EXTRACT TO READ:
━━━━━━━━━━
“As a city audit department, we need performance measurement tools that go beyond the bottom line. ACL gives us the ability to assess a huge amount of data and boil it down to meaningful information. The more we use ACL, the more valuable ways we find to apply it in all our audit projects.”
Jim Williamson, Assistant City Auditor, City of Oklahoma City
Oklahoma City auditors provide ongoing, independent assessments of municipal revenue streams and conduct a wide variety of data reviews for departments across this state capital. The audit team relies on ACL Audit Analytic technology in nearly every project it undertakes, to transform massive amounts of data into information that can be used to measure and monitor municipal performance and operational efficiency. In one project, the audit team produced an award-winning report that uncovered £27.7 million in lost municipal revenues and led to changes in the way all cities within the state collect sales tax payouts. Use of ACL technology enables the Oklahoma City Audit department to strengthen the municipal government’s credibility and accountability, maximise revenues, and assess citywide operations to find opportunities for performance improvements.
With a population of more than 500,000, Oklahoma City is a sprawling state capital encompassing more than 600 square miles. Municipal authorities work with an operating budget of £289.5 million and a general fund budget of almost £184.8 million. City Auditor Susan McNitt leads the eight-person Oklahoma City Audit department team.
Oklahoma City’s audit team must sift through vast quantities of data drawn from citywide agencies to evaluate and assess operational performance. Most municipal departments do not have the processes or technology to effectively track their own performance, much less to compare and benchmark it against other city, state, or national performance indicators. In many instances, such performance indicators simply do not exist.
The Audit department needs a reliable way to create, monitor, and report on performance measures, to track operational timelines and outcomes, and to identify opportunities for improvements ranging from workflow optimisation to staffing allocations.
Since 1993, Oklahoma City auditors have applied ACL technology in creative ways to support their audit mandate.
━━━━━━━━━━
DIRECTION 1:
From the passage on Oklahoma City's audit department, transcribe the stretch from "Oklahoma City’s audit" through "to staffing allocations.".
DIRECTION 2:
According to the passage on Oklahoma City's audit department, why does the audit team rely on ACL technology in nearly every project? Answer in one to three sentences.
━━━━━━━━━━
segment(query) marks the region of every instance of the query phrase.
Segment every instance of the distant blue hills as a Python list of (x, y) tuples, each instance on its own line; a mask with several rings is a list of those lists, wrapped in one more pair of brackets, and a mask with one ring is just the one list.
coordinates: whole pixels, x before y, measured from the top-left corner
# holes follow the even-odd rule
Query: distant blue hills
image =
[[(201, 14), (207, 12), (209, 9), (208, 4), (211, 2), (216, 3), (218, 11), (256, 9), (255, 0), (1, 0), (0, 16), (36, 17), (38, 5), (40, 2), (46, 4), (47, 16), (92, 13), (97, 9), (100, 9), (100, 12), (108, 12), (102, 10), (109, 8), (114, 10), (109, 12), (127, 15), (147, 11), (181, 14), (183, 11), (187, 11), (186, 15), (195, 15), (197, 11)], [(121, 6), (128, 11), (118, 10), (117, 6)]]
━━━━━━━━━━
CORRECT RESPONSE 1:
Oklahoma City’s audit team must sift through vast quantities of data drawn from citywide agencies to evaluate and assess operational performance. Most municipal departments do not have the processes or technology to effectively track their own performance, much less to compare and benchmark it against other city, state, or national performance indicators. In many instances, such performance indicators simply do not exist.
The Audit department needs a reliable way to create, monitor, and report on performance measures, to track operational timelines and outcomes, and to identify opportunities for improvements ranging from workflow optimisation to staffing allocations.

CORRECT RESPONSE 2:
The team uses it to transform massive amounts of data into information that can be used to measure and monitor municipal performance and operational efficiency.